Stored data entries:
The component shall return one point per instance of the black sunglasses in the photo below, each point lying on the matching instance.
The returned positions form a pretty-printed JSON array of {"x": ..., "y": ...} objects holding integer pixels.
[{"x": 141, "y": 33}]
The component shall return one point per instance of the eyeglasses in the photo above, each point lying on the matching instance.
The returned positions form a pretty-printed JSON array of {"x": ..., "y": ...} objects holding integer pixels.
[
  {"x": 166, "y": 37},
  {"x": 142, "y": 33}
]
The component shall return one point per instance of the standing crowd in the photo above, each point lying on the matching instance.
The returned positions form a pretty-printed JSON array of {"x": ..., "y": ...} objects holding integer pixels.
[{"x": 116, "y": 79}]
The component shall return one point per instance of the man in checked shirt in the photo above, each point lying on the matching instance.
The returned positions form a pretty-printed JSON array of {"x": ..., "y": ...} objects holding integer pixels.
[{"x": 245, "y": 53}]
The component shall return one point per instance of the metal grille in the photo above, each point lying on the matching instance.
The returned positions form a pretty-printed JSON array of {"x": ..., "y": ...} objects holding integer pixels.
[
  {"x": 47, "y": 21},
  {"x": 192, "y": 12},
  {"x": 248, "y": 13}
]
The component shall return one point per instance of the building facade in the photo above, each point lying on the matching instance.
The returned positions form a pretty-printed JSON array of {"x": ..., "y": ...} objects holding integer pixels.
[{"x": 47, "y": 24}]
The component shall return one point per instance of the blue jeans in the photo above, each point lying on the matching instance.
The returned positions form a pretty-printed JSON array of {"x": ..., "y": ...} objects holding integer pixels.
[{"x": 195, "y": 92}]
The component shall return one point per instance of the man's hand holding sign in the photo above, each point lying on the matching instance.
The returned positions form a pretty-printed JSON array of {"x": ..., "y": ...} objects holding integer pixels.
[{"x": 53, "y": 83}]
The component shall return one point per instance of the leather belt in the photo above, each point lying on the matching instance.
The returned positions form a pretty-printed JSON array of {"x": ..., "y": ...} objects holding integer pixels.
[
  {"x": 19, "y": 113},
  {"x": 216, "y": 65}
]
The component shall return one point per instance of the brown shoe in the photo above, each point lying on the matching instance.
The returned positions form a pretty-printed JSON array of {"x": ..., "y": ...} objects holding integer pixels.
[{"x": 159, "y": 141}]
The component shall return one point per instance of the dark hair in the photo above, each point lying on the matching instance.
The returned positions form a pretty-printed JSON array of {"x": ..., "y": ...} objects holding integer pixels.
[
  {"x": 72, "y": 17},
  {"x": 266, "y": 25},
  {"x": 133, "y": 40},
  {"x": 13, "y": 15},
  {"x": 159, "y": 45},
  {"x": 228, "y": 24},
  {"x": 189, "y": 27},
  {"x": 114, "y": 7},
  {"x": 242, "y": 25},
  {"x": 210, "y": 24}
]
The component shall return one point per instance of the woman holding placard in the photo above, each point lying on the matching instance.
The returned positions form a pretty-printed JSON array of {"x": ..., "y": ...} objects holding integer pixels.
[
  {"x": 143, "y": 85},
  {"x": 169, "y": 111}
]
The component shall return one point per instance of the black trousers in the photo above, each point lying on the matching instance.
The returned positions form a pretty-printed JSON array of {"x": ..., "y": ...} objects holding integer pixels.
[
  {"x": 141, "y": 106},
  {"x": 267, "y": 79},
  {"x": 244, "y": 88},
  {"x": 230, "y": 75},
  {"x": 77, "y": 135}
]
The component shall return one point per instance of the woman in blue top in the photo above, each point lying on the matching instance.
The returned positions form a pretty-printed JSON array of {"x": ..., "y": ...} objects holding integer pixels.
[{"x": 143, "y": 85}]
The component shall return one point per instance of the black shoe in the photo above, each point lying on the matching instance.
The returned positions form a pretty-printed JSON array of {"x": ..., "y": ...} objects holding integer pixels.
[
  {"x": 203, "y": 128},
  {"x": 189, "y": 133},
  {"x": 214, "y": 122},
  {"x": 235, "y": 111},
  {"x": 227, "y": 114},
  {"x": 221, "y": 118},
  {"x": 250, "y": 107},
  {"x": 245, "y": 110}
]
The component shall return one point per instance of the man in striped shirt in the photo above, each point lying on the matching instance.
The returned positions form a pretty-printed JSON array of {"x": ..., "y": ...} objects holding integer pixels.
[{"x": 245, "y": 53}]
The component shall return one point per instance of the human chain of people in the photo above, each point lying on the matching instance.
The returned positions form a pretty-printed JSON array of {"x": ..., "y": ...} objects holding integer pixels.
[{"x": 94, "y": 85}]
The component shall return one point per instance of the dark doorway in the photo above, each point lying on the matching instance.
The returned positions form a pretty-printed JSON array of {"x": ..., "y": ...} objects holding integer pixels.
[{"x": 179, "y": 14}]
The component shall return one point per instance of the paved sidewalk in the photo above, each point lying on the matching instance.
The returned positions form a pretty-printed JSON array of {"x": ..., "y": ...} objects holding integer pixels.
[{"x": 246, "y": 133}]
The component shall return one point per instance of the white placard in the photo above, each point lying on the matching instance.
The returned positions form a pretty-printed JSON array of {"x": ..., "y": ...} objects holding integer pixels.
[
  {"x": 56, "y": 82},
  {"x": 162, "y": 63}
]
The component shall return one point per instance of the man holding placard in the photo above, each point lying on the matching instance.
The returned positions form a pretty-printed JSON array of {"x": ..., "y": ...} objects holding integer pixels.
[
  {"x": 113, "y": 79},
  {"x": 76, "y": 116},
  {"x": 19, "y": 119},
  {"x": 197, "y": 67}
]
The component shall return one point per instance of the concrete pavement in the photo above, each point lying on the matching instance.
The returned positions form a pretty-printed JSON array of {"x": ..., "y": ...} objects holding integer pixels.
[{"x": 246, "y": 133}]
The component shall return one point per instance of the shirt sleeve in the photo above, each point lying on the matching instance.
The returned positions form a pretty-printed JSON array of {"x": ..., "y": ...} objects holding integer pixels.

How to complete this task :: Produce the entries again, character for character.

Result below ::
The component shall return one point per instance of the black sunglasses in the photo below, each point lying on the matching instance.
The returned positions form a pretty-printed JSON array of {"x": ..., "y": ...} objects holding integer pixels.
[{"x": 141, "y": 33}]
The component shall return one point per instance of the eyeglasses in the photo above, each point lying on the matching instance.
The returned positions form a pretty-printed JSON array of {"x": ..., "y": ...} objects holding integer pixels.
[
  {"x": 166, "y": 37},
  {"x": 142, "y": 33}
]
The component shall return one point per instance of the standing crowd in the photo above, each point lying on the matching instance.
The returned positions form a pretty-printed JSON array of {"x": ..., "y": ...} objects holding integer pixels.
[{"x": 116, "y": 79}]
The component shall return one point per instance of the man in checked shirt in the photo above, each point lying on the matching instance.
The returned positions form a pretty-printed JSON array of {"x": ..., "y": ...} objects holding integer pixels.
[{"x": 245, "y": 53}]
The component shall return one point per instance of the metal grille in the photo above, each point lying on the matching instance.
The returned positions form a pretty-printed JSON array of {"x": ..., "y": ...} objects holding integer pixels.
[
  {"x": 47, "y": 21},
  {"x": 192, "y": 12},
  {"x": 248, "y": 13}
]
The component shall return one point per instance of the building facade in the photo above, each point lying on the matching instance.
The returned positions form a pretty-printed JSON array of {"x": ..., "y": ...} objects holding integer pixels.
[{"x": 47, "y": 24}]
The component shall return one point per instance of the blue jeans in the photo above, each point lying on the matching instance.
The returned positions form a pretty-printed JSON array of {"x": ..., "y": ...} objects holding integer pixels.
[{"x": 195, "y": 92}]
The component shall return one point per instance of the man's hand holding sign in the photo above, each point lying on the matching instance.
The returned positions form a pretty-printed JSON array of {"x": ..., "y": ...} objects holding integer pixels.
[{"x": 53, "y": 83}]
The component shall return one point per instance of the leather belt in the photo above, each point lying on the matching instance.
The returned positions form a pretty-printed JSON array of {"x": ..., "y": ...} objects holding integer pixels.
[
  {"x": 19, "y": 113},
  {"x": 216, "y": 65}
]
The component shall return one point per instance of the brown shoe in the photo above, each point lying on the matching instance.
The returned positions form a pretty-printed JSON array of {"x": ..., "y": ...} objects holding integer pixels.
[{"x": 159, "y": 141}]
The component shall return one point per instance of the dark hair in the photo above, each point lying on the matching instance.
The returned positions form a pretty-printed JSON array of {"x": ..., "y": ...} objects holding integer pixels.
[
  {"x": 72, "y": 17},
  {"x": 266, "y": 25},
  {"x": 133, "y": 40},
  {"x": 13, "y": 15},
  {"x": 159, "y": 45},
  {"x": 228, "y": 24},
  {"x": 189, "y": 27},
  {"x": 114, "y": 7},
  {"x": 242, "y": 25},
  {"x": 210, "y": 24}
]
The component shall return one point per instance of the woman holding placard in the photo above, each point lying on the matching instance.
The returned positions form a pretty-printed JSON array of {"x": ..., "y": ...} objects holding integer pixels.
[
  {"x": 143, "y": 85},
  {"x": 169, "y": 111}
]
The component shall return one point per instance of the black trousers in the photo above, each point lying on the matching instance.
The returned positions form a pretty-printed JSON array of {"x": ..., "y": ...} objects holding integer pixels.
[
  {"x": 141, "y": 106},
  {"x": 267, "y": 79},
  {"x": 244, "y": 88},
  {"x": 230, "y": 75},
  {"x": 77, "y": 135}
]
The component shall return one point per instance of the woman in blue top in the photo above, each point lying on the matching instance.
The returned positions form a pretty-printed JSON array of {"x": ..., "y": ...} objects holding integer pixels.
[{"x": 143, "y": 85}]
The component shall return one point per instance of the black shoe in the photo above, each point lying on the matching instance.
The returned positions form a pretty-printed JSON array of {"x": ..., "y": ...} objects holding integer pixels.
[
  {"x": 203, "y": 128},
  {"x": 189, "y": 133},
  {"x": 214, "y": 122},
  {"x": 235, "y": 111},
  {"x": 227, "y": 114},
  {"x": 221, "y": 118},
  {"x": 250, "y": 107},
  {"x": 245, "y": 110}
]
The component shall return one point per instance of the man in striped shirt in the photo above, each point lying on the matching instance.
The returned positions form a pretty-printed JSON array of {"x": ..., "y": ...} objects holding integer pixels.
[{"x": 245, "y": 53}]
The component shall return one point per instance of the human chain of people in the photo above, each point lying on the matching instance.
The returned positions form a pretty-printed JSON array of {"x": ..., "y": ...} objects holding integer pixels.
[{"x": 94, "y": 85}]
The component shall return one point per instance of the dark doorway in the photo above, each point lying on the matching instance.
The returned positions form a pretty-printed JSON array of {"x": ..., "y": ...} objects holding integer pixels.
[{"x": 179, "y": 14}]
The component shall return one point per instance of the paved sidewalk in the photo above, each point lying on the matching instance.
The returned positions form a pretty-printed JSON array of {"x": ..., "y": ...} objects holding integer pixels.
[{"x": 246, "y": 133}]
The component shall return one point per instance of the white placard in the photo above, each point lying on the matching instance.
The returned positions form a pretty-printed JSON array of {"x": ..., "y": ...} objects holding integer pixels.
[
  {"x": 56, "y": 82},
  {"x": 162, "y": 63}
]
The component shall return one point per instance of the man holding placard in the photo above, each point lying on the matching instance.
The returned positions form a pretty-printed JSON array of {"x": ..., "y": ...} objects holding integer pixels.
[
  {"x": 113, "y": 79},
  {"x": 76, "y": 116},
  {"x": 19, "y": 119},
  {"x": 197, "y": 67}
]
The component shall return one point per instance of the concrete pavement in the photo above, each point lying on the matching instance.
The returned positions form a pretty-printed JSON array of {"x": ..., "y": ...} objects holding integer pixels.
[{"x": 246, "y": 133}]
The component shall return one point per instance of the shirt sleeve in the photo above, each point lying on the matching instance.
The returned positions form a pretty-printed JSON array of {"x": ..., "y": ...} objects holding integer pixels.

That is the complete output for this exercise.